---- TEXT TO READ
How far is too far left?

By Tom Palladino, President, eDiscovery AI

Why advanced AI delivers more value after collection than inside live enterprise systems

Abstract

Many in-house teams and Legal Service Providers (LSPs) are aiming to push discovery workflows, along with advanced AI solutions, closer to where enterprise data lives (e.g., Microsoft 365, Google Workspace, and other data vaults). This article argues for a pragmatic boundary: use in‑place capabilities for legal holds and preservation, then apply advanced analytics, including generative AI solutions, after defensible collection and normalization. Today’s corporate data infrastructures, platform limitations, and complexity, combined with audit expectations, still favor post‑collection AI for complex, high‑stakes matters. Meanwhile, a clear readiness checklist can guide organizations on when and how to responsibly move more work to the left in the future.

EDRM, “Left vs. Right,” and What’s Actually Changing

The Electronic Discovery Reference Model (EDRM) describes how organizations handle electronically stored information (ESI) from information governance through presentation. Crucially, the model is a conceptual, iterative map that teams can revisit as they learn more and may not follow the stages in a strict sequence.

In industry shorthand, the “left” side comprises Information Governance (IG), Identification, Preservation, and Collection; the “right” side covers Processing, Review, Analysis, Production, and Presentation. The industry’s current momentum is toward optimizing the left side: tightening governance, improving scoping, and bringing earlier insight to downstream decision‑making. That momentum is healthy, but it has limits.
--------
Can you redo the piece on AI in eDiscovery, everything from "Why advanced AI" down to "in the future.", with "enterprise" swapped out for "organizational"?
---- DATA EXCERPT
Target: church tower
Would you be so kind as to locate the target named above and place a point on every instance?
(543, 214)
--------
_SOLUTION_:
Why advanced AI delivers more value after collection than inside live organizational systems

Abstract

Many in-house teams and Legal Service Providers (LSPs) are aiming to push discovery workflows, along with advanced AI solutions, closer to where organizational data lives (e.g., Microsoft 365, Google Workspace, and other data vaults). This article argues for a pragmatic boundary: use in‑place capabilities for legal holds and preservation, then apply advanced analytics, including generative AI solutions, after defensible collection and normalization. Today’s corporate data infrastructures, platform limitations, and complexity, combined with audit expectations, still favor post‑collection AI for complex, high‑stakes matters. Meanwhile, a clear readiness checklist can guide organizations on when and how to responsibly move more work to the left in the future.